# Problem requirements
Repeat only the lines from the one holding "white throw pillow and give integer pixel coordinates." down to the last line of the listing below, including both of those lines.
-- begin --
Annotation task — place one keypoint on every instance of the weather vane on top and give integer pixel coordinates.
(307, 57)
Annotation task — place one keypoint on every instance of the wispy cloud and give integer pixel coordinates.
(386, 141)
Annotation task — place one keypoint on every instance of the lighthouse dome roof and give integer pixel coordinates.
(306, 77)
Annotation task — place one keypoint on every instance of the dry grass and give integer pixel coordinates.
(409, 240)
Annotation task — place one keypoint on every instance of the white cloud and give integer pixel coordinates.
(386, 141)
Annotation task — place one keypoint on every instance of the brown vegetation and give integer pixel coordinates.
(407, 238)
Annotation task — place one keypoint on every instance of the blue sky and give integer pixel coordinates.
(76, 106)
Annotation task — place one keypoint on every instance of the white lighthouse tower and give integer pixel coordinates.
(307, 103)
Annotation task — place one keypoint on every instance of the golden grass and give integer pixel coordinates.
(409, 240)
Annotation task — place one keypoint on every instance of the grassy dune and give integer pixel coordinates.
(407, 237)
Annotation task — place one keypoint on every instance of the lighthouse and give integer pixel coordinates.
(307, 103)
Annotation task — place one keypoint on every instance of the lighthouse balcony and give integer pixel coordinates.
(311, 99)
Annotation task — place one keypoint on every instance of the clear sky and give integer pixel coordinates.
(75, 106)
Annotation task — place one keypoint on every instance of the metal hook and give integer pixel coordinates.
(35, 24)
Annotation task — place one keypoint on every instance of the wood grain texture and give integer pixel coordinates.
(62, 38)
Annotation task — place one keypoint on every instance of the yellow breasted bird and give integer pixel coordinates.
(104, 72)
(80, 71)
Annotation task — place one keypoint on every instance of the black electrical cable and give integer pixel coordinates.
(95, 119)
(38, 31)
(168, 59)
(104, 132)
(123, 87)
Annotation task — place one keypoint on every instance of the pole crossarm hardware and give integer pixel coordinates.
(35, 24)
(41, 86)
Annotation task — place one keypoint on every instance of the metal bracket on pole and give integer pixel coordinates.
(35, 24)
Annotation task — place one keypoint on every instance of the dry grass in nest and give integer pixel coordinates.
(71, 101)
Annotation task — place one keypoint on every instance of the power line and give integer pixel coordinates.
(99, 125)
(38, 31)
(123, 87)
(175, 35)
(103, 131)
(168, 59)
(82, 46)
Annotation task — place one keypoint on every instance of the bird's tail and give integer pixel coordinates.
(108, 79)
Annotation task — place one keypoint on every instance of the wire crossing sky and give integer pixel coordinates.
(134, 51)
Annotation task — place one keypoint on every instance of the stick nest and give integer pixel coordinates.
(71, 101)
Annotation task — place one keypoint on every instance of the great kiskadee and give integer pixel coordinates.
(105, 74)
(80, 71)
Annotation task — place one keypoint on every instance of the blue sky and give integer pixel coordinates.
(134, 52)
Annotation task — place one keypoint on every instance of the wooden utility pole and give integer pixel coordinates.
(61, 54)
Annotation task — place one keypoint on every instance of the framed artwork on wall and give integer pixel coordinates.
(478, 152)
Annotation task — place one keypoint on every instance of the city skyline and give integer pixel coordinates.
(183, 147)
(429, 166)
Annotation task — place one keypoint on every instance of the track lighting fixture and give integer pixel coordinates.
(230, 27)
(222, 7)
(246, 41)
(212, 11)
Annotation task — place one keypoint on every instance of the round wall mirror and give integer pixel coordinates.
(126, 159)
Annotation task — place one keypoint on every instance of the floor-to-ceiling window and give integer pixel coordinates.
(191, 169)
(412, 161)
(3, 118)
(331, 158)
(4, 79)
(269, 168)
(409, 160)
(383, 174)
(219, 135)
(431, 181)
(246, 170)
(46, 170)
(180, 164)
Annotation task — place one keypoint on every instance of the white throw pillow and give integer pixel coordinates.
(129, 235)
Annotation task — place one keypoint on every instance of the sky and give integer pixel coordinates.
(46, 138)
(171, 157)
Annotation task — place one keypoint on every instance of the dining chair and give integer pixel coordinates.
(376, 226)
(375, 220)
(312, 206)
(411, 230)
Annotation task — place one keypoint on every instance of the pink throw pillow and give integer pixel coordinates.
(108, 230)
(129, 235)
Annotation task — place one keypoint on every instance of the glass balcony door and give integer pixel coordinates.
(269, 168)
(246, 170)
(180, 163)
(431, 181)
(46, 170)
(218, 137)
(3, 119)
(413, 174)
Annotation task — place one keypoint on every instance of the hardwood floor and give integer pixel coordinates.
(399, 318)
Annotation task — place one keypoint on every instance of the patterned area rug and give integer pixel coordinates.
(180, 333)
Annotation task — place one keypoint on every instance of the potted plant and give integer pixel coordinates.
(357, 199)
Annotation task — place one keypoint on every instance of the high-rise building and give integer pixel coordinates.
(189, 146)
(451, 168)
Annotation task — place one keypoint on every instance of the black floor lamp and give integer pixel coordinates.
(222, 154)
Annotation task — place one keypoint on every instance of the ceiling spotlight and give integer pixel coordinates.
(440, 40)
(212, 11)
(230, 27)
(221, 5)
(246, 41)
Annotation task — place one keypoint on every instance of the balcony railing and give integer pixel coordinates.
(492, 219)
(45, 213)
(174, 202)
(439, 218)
-- end --
# The response
Annotation task — place one keypoint on every instance of the white throw pillow and give integer pixel coordinates.
(129, 235)
Annotation task — place one keypoint on every instance of the sky and give integer pixel coordinates.
(46, 138)
(171, 157)
Annotation task — place one keypoint on every instance of the dining chair and give integer pixel coordinates.
(376, 226)
(375, 220)
(312, 206)
(411, 230)
Annotation task — place one keypoint on every instance of the pink throw pillow and give integer pixel coordinates.
(108, 230)
(129, 235)
Annotation task — place one keypoint on every instance of the glass balcony door and give integer pixel coordinates.
(269, 168)
(246, 170)
(180, 163)
(431, 181)
(46, 170)
(218, 137)
(3, 119)
(413, 174)
Annotation task — place one keypoint on every instance of the hardwood floor and give integer pixel coordinates.
(399, 318)
Annotation task — place one keypoint on every instance of the patterned area rug and give integer pixel coordinates.
(180, 333)
Annotation task — place one keypoint on every instance of the potted plant and give integer pixel coordinates.
(357, 199)
Annotation task — place one keypoint on every instance of the high-rise building and give integer pixel coordinates.
(189, 146)
(451, 168)
Annotation task — place one keypoint on every instance of the black floor lamp and give integer pixel coordinates.
(222, 154)
Annotation task — place one keypoint on every instance of the ceiling spotlight and give integer pixel coordinates.
(440, 40)
(212, 11)
(230, 27)
(221, 5)
(246, 41)
Annotation task — place one keypoint on every instance of the balcony railing and give integer pixel coordinates.
(492, 219)
(45, 213)
(174, 202)
(439, 218)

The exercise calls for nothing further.